ANDREW McMAHON has gone through many changes in the past few years: retiring the Jack's Mannequin moniker, striking out as an independent artist, moving back to Orange County from Los Angeles and becoming a dad to a little girl, Cecilia. (Adorable proof of the latter on his Instagram.) On October 14, the songwriter officially starts the next phase of his career with the release of the stellar self-titled debut from his latest project, Andrew McMahon In The Wilderness Longtime fans of both Jack's Mannequin and Something Corporate won't be disappointed; there's plenty of the California yearning and ornate piano melodies for which he's known. However, the record is a decided step forward, with nuanced production, subtle synth flourishes and lyrical sophistication.
When reached by phone earlier this week, McMahon sounded a bit tired—perhaps because he and his wife had been up all night with the baby, who had her first fever. (Don't worry, though: She was on the mend.) Regardless, he was reflective about fatherhood, the new record, where he is now in life—and where he's going next.
What's been the biggest adjustment for you since becoming a dad?

▶ **A block of data**:
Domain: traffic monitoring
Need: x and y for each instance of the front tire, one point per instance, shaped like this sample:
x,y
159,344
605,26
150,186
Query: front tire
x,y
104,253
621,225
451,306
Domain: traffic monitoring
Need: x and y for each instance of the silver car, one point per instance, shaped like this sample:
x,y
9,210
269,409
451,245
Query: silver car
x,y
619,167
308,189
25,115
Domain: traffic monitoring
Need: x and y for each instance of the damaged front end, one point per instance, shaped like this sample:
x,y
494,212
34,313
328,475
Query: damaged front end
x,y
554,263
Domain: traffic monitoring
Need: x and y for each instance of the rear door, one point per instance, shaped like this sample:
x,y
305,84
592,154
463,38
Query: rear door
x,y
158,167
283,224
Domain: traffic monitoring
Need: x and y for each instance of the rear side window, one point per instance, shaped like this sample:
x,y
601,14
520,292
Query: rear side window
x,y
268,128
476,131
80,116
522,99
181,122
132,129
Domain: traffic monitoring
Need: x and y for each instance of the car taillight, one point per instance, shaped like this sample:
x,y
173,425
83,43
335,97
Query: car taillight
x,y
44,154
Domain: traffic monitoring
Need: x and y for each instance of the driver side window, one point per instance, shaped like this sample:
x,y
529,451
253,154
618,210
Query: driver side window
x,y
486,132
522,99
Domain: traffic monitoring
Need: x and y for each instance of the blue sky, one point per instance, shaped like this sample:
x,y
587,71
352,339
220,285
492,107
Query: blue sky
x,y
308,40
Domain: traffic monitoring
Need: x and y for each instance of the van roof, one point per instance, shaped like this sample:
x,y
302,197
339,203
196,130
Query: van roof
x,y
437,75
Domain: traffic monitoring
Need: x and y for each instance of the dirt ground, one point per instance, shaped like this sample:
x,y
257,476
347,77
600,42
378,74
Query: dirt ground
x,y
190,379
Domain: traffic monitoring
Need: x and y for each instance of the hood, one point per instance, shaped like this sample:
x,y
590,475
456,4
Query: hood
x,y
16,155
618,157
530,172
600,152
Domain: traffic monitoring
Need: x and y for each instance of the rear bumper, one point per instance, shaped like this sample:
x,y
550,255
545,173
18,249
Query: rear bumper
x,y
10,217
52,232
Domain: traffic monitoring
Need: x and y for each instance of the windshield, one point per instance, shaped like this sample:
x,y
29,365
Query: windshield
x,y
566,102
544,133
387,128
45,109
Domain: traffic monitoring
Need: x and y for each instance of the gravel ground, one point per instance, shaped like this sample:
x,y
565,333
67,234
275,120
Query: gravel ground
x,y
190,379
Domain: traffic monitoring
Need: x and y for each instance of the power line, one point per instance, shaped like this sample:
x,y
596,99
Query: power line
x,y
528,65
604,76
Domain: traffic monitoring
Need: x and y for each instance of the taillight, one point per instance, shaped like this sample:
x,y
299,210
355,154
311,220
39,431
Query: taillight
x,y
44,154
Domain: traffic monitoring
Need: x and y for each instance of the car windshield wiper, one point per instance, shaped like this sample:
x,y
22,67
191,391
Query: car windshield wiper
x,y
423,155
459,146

▶ **WHAT TO DO**:
• 1. Transcribe the passage of the Andrew McMahon interview that opens with the words containing "When reached by" and closes with "he's going next.".
• 2. In the Andrew McMahon interview, why does the writer say longtime fans of Jack's Mannequin and Something Corporate won't be disappointed by the new record?
• 3. Take the Andrew McMahon interview further, picking up after its final line.
This data comes from a separate source.

▶ **ANSWERS TO THE TASKS**:
• 1.
When reached by phone earlier this week, McMahon sounded a bit tired—perhaps because he and his wife had been up all night with the baby, who had her first fever. (Don't worry, though: She was on the mend.) Regardless, he was reflective about fatherhood, the new record, where he is now in life—and where he's going next.

• 2. Longtime fans of Jack's Mannequin and Something Corporate won't be disappointed because the record has plenty of the California yearning and ornate piano melodies McMahon is known for.

• 3.
ANDREW McMAHON: That's an interesting question. We wanted it for a while, and had to put a lot of work into it, because obviously with all the stuff I went through, we had to do IVF [in vitro fertilization]. In a weird way, the big adjustment came before she got here: preparing the record and having to find the balance between being home and doing the doctor's appointments while doing all the creative, [writing] the album and record[ing] it. But since she's been here, it's surprisingly made things a little bit more peaceful in my world, I would say.
You are probably the only new dad who would say that.
[Laughs.] It was a welcome change for me. If nothing else, it's lent a pretty significant amount of focus to the work I've been doing lately, because I don't have as much free time.
Was it a challenge not to make this entire record be about impending fatherhood and Cecilia?
It wasn't as hard as I thought it would be going into it. There were multiple phases of the writing process of the record. The first one was the "hiding out in Topanga" phase. I rented this shack in the Topanga Canyon, and I would sit there with my keyboard. I really wanted to focus on getting back into my piano playing. Being alone and not really being forced to record right away—[I had] the ability to write a bad song if I wanted to write a bad song, or write the kind of song that maybe won't make the record, but may help me get to the songs that I wanted for the record.
In that phase, there was tons of music that came out, but the first thing that came out was "Rainy Girl." That was the moment where I was like, "Okay, this feels like where I'm at." It's a song about being excited to meet the baby. The next one that came was "See Her On The Weekend," which is not so much about the baby as it was about being in this cabin in Topanga while my wife was back home in Orange County, pregnant, and I would spend these four or five days in this retreat writing and then come down. That's what the whole song was about.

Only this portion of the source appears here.